▶ _Text extract_:
2) We're simply not equipped to deal with the snow. We don't have snow plows or salting/sanding machines. Yes, I still feel that purchasing this type of equipment is a waste of taxpayer money to prepare for an event that happens maybe for one day every 5 years at the most. Do you see Rhode Island spending money on earthquake proof buildings for example?
3) It was more of a problem with ice than snow. The roads had started to form a pretty thick layer of ice on Monday morning (I know because I had to drive through it).
That said, here in Louisiana roads and schools were closed starting on Monday afternoon. I'm not sure what Atlanta was thinking to wait until Tuesday to do this, but like the article says, there could have been uproar if they cried wolf.
If you post as Anonymous Coward, don't expect a reply.
As a side note, snow in Atlanta usually falls as large wet clumps that are already melting. This week was the first time in decades where Atlanta has gotten true, powder snow. So a lot of people here have no idea how to drive in this weather, and it only takes a handful of cars not being able to make it up a hill or hitting an ice patch to shut down an entire interstate.
The only thing necessary for evil to triumph is for it to be pitted against a slightly greater evil
Sure, sure. Southtown got its snow, but on the plus side, Santa gets a day of Spring at the North Pole. That's the deal.
A feeling of having made the same mistake before: Deja Foobar
There is no way the gov. authorities could have prevented the problem
Try again:
http://www.wunderground.com/ne...
All they had to do was cancel school that day.
Grammer Nazis - I mod you "troll" unless you actually add something on-topic. Yes, I know I have mispellings in my sig.
Several things seemed to make this event different from similar snowfall events that I've seen here in the last 20 years or so.
When snowfall occurs here it is usually a passing cold front event in an otherwise seasonable temperature period with daytime temps in the 40's or high 30's. So when snow falls, it pretty much melts in the streets until after 5PM or so when the temps start to drop. This time, we had several days of very cold weather preceding the snowfall and it was as if the streets' thermal mass had already been depleted. Snow hitting the streets initially melted but started to freeze into ice sheets quickly, more quickly than usual. By about 1PM many streets, especially surface streets with plenty of shade, were already covered with a thick ice sheet.
Atlanta has lots of creeks and small rivers with bridges. Atlanta is also quite a hilly place. Bridges ice before the main road, and bridges here are often at the bottom of a hill in both directions. So all the bridges and all the low-lying areas at the bottom of hills froze first. Many cars could not make it up the icy slope. Even minor slopes on surface streets especially became impassible due to the ice. Again, all this happened much earlier in the day than people have come to expect.

▶ _Stated problem 1_:
Render the records as a JSON list of strings, one string per line and no blank lines, starting at the line that contains "Would you mind tagging the white-haired" and running through the last line of the records.

▶ _Stored records_:
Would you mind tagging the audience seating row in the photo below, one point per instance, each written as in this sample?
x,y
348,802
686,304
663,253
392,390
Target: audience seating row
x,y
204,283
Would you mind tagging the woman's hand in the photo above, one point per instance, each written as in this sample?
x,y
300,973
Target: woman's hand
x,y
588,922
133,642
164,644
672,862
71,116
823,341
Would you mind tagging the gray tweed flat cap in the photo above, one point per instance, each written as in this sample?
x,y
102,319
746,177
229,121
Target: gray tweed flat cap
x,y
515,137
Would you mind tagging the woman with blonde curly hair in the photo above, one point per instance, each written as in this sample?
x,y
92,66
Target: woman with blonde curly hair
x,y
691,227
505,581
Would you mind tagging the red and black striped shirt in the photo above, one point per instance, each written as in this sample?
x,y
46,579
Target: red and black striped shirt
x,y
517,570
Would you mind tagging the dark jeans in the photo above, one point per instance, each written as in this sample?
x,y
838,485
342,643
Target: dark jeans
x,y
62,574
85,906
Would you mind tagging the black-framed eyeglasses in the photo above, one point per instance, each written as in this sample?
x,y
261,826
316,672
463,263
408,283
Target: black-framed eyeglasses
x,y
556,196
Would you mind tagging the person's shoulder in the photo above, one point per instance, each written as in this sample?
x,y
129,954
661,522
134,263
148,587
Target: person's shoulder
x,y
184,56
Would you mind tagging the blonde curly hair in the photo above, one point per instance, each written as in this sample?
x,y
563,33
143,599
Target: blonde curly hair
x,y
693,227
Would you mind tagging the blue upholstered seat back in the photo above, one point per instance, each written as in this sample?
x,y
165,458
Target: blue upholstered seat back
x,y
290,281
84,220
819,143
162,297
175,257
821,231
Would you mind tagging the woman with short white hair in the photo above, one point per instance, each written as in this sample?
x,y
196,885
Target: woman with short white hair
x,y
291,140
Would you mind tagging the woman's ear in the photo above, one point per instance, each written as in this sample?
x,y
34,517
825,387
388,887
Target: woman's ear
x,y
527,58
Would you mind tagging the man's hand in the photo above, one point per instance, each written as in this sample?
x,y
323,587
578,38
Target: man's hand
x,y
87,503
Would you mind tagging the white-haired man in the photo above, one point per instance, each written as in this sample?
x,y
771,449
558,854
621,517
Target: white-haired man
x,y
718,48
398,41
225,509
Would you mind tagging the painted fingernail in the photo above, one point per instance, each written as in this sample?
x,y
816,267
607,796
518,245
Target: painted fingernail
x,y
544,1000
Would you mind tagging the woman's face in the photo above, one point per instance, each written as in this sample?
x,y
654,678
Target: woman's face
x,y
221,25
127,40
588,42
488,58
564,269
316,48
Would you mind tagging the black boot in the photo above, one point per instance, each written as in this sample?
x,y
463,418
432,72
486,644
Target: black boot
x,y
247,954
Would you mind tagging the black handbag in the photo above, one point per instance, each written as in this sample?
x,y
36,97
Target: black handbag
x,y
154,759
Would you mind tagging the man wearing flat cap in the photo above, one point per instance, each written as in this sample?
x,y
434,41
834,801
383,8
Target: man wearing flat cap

▶ _Stated problem 2_:
Continue the discussion of Atlanta's snow and ice from where it stops.

▶ _Output 1_:
[
  "Would you mind tagging the white-haired man in the photo above, one point per instance, each written as in this sample?",
  "x,y",
  "771,449",
  "558,854",
  "621,517",
  "Target: white-haired man",
  "x,y",
  "718,48",
  "398,41",
  "225,509",
  "Would you mind tagging the painted fingernail in the photo above, one point per instance, each written as in this sample?",
  "x,y",
  "816,267",
  "607,796",
  "518,245",
  "Target: painted fingernail",
  "x,y",
  "544,1000",
  "Would you mind tagging the woman's face in the photo above, one point per instance, each written as in this sample?",
  "x,y",
  "654,678",
  "Target: woman's face",
  "x,y",
  "221,25",
  "127,40",
  "588,42",
  "488,58",
  "564,269",
  "316,48",
  "Would you mind tagging the black boot in the photo above, one point per instance, each written as in this sample?",
  "x,y",
  "463,418",
  "432,72",
  "486,644",
  "Target: black boot",
  "x,y",
  "247,954",
  "Would you mind tagging the black handbag in the photo above, one point per instance, each written as in this sample?",
  "x,y",
  "36,97",
  "Target: black handbag",
  "x,y",
  "154,759",
  "Would you mind tagging the man wearing flat cap in the photo above, one point per instance, each written as in this sample?",
  "x,y",
  "434,41",
  "834,801",
  "383,8",
  "Target: man wearing flat cap"
]

▶ _Output 2_:
I live 4.5 miles from work, normally an 8-12 minute commute. I left my office at 12:45PM and it took me 2.5 hours and I had to use multiple alternative routes as I encountered several places where bridges and low-lying areas were impossible to get through. Luckily I know multiple routes home and was able to mentally plot the flattest route home and wind my way through interconnected neighborhoods. Even still, I used the GPS to avoid the dead ends that are common in neighborhoods. A co-worker left 15 minutes after I did, and 4.5 hours later made it as far as my house--he stopped for a bathroom break and made it home a full 12 hours after he left. My brother-in law left downtown at 2:30PM, two hours later managed to pick up his wife who works 1 mile away from where he works. At 8:30PM we used the computer traffic reports and google maps to get them off the interstate through neighborhoods, and by 1:30AM they had made it to our house. We figure it was another 8 hours to their house. Good thing he had taken his 4-wheel drive "hunting pickup" to work that morning.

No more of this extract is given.